▶ [Exercise A]:
In the post about a Holochain chat application, where does the Holochain team conversation take place?

▶ [Passage shown]:
Category Archives: Ideas


This post is a reply to an invitation to share what I imagine to be a “chat application” that may be developed as a prototype Holochain application.


The Holochain team conversation is taking place on Mattermost (an open-source Slack look-alike). I believe that there is a good chance that default the conversation will converge on something similar to that. I do not believe that is a good outcome and though what I am about to describe seems to be something very different, it does include in its potential field a Slack-like modality.

Messaging Convergence

Though we use different tools for messaging, they all seem to be able to morph into similar outcome when to put to real world use. Consider these examples:

  • There are Holochain team members with whom I’ve only communicated on Mattermost and never with email and so when I want to reach them I got to Mattermost and use its private messaging as if it was an extension of email.
  • I have seen Gmail used in such a way that it looks (from the perspective of a single user) like a slack/mattermost … where emails are directed into folders based on people/context, etc.
  • There have been a few people with whom I’ve communicated on Twitter using direct messages – again as if it was an extension of email. This was not a preferred solution on my part, but rather an undesirable outcome because we initially connected on Twitter and I did not have their email addresses. I am uncomfortable with my communications being held and trapped on a corporate platform.
  • Facebook itself is essentially a kind of chat application … and its chat application is explicitly that.
  • Whenever other apps or platforms (including the above mentioned examples) want to guarantee they can reach us they revert to a guaranteed medium: email to do so.

The result is:

  1. A fragmentation (we need to look at messages in many places) which gives birth to what capitalists like to call “the attention economy” where our attention is being pulled in many directions for a very similar kind of communication  simply because these communications are controlled by different corporates.
  2. A flooding of email which is increasingly difficult to manage.

▶ [Exercise B]:
Change "steep slope" to "rocky slope" in the rows from their first line through the line containing "point(237, 92)", and give those rows again with nothing else altered.

▶ [Material provided]:
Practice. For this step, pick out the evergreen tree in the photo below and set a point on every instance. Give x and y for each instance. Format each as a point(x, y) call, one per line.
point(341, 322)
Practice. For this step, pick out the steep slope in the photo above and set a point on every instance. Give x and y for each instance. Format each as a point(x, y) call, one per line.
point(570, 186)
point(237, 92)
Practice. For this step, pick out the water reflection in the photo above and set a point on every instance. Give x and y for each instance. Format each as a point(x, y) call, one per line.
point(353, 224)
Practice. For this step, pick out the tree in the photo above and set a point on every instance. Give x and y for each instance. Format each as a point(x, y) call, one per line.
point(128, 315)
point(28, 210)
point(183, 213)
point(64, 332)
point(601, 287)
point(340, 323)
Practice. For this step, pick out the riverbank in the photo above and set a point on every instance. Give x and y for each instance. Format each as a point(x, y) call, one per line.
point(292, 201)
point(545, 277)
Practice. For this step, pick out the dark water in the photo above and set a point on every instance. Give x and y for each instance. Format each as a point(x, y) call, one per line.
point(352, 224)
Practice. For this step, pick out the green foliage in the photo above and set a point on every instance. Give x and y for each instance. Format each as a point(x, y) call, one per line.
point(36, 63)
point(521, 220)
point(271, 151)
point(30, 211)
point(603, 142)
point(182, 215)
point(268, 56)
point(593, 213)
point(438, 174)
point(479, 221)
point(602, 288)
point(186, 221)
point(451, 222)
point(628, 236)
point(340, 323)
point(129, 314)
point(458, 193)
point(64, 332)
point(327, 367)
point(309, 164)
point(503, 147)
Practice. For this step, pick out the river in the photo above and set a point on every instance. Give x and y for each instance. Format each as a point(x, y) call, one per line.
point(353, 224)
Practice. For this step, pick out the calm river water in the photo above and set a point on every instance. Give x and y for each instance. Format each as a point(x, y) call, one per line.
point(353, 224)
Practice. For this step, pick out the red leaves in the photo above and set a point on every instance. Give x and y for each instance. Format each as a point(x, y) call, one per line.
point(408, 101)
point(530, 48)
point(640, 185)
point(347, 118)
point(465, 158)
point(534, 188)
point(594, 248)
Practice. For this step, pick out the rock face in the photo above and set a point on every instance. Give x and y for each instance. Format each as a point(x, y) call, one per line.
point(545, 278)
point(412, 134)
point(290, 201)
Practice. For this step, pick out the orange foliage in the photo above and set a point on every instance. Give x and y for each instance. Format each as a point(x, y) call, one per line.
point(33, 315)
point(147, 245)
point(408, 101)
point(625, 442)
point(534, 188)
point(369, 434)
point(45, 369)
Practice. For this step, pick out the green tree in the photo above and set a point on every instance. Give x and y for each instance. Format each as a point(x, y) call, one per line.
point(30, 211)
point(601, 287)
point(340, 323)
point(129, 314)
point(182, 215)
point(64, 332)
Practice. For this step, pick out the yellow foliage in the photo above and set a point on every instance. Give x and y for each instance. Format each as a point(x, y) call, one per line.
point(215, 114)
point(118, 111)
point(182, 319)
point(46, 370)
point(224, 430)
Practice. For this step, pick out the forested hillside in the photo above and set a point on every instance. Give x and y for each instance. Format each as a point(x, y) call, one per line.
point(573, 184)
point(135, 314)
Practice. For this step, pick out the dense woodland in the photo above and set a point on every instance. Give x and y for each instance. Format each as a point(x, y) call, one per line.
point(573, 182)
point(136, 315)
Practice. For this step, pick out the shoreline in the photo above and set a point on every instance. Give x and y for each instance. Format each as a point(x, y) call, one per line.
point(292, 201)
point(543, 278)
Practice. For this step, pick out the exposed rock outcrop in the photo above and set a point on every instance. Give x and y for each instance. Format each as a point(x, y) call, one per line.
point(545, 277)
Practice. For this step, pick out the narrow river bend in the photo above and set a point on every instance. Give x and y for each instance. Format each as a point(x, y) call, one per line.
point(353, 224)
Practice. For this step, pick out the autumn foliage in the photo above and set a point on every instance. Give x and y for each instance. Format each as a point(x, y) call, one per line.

▶ [Reply A]:
On Mattermost, an open-source Slack look-alike.

▶ [Reply B]:
Practice. For this step, pick out the evergreen tree in the photo below and set a point on every instance. Give x and y for each instance. Format each as a point(x, y) call, one per line.
point(341, 322)
Practice. For this step, pick out the rocky slope in the photo above and set a point on every instance. Give x and y for each instance. Format each as a point(x, y) call, one per line.
point(570, 186)
point(237, 92)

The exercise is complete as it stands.